Comunità, origine, funzionamento
Si possiedono scarse notizie dirette sul primitivo assetto istituzionale di Berzano. Verso la fine del secolo XV, la comunità era comunque in grado di negoziare l’acquisto e l’investitura feudale di Castelvaio, riconfermata più volte nel corso del secolo successivo per mezzo dei suoi sindaci [Vd. Feudo].
     Nel Settecento, il “consiglio ordinario” della comunità era composto di tre membri, scelti all’interno di una ristretta rosa di famiglie. Erano normalmente previste forme più allargate di consultazione, tanto che un decreto emanato dal duca di Monferrato nel 1617 autorizzava il comune a deliberare in casi di emergenza, limitando a sei il numero dei “capi di casa” chiamati a intervenire [A.C.B., Decreto del 2 gennaio 1617; B.R.T., Relazione generale, c. 47v (p. 24)].
Statuti
Non ci sono giunti gli “statuti antichi” del comune. Ci è invece nota una conferma dei “privilegi” della comunità da parte del duca di Mantova e di Monferrato Vincenzo I Gonzaga, risalente al 1589 [A.C.B., Confermazione dei privileggi].
Catasti
Il più antico catasto conservato risale al 1580. Un successivo registro, compilato nel 1703, riporta i dati della “misura generale del territorio” realizzata nel contesto della Perequazione generale del Piemonte [A.C.B., Libro di cadastro formato anteriormente al 1580; A.C.B., Copia in carta libera; A.S.T., Nota Alfabetica]. Esiste inoltre un catasto particolare di Castelvaio, redatto nel 1700 [A.C.B., Libro intitolato registro di Castelvajo]. Agli anni del governo francese data invece un “registro dei trasporti”, ossia dei mutamenti di proprietà degli appezzamenti [A.C.B., Registro dei trasporti in carta libera]. Un analogo documento riguarda gli anni dal 1819 al 1838 [A.C.B., Stati diversi delle mutazioni]. Risulta infine presente materiale catastale otto- e novecentesco in A.S.A., Catasti.

= = =

## CONSEGNE
A. Indica se le affermazioni seguenti concordano con l'estratto su Berzano. Per ciascuna rispondi sì o no e cita tra virgolette le parole dell'estratto che decidono. (i) Nel Settecento il consiglio ordinario della comunità contava tre membri. (ii) Gli statuti antichi del comune si sono conservati. (iii) Il catasto particolare di Castelvaio fu redatto nel 1703.
B. Prosegui l'estratto su Berzano a partire dalla sua ultima frase.

## MATERIALE FORNITO
= = =

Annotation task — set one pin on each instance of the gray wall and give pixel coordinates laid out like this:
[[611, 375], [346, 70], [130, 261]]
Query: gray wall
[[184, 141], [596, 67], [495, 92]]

= = =

## RISPOSTE ALLE CONSEGNE
A.
(i) Sì: «il “consiglio ordinario” della comunità era composto di tre membri».
(ii) No: «Non ci sono giunti gli “statuti antichi” del comune».
(iii) No: «Esiste inoltre un catasto particolare di Castelvaio, redatto nel 1700».

B.
Ordinati
Sono presenti in serie pressoché continua dal 1599 al 1801 [A.C.B., Registri degli ordinati]. Assai più frammentaria risulta invece la conservazione dei verbali del consiglio comunale per il secolo XIX [A.C.B., Registro delle copie degli ordinati; A.C.B., Registro delle deliberazioni e pratiche approvate; A.C.B., Delberazioni e pratiche approvate]. Per quanto riguarda il Novecento, presso l’Archivio Storico del Comune sono conservate deliberazioni del Consiglio e della Giunta (1921-1926; 1945-1960) [A.C.B., 1921-1926, Registro Deliberazioni della Giunta e del Consiglio; A.C.B., 1946-1956, Registri Deliberazioni del Consiglio; A.C.B., 1950-1956, Registro Deliberazioni della Giunta] sostituite, durante il periodo fascista, dalle deliberazioni del Podestà (1926-1945) [A.C.B., 1926-1946, Registri Deliberazioni del Podestà].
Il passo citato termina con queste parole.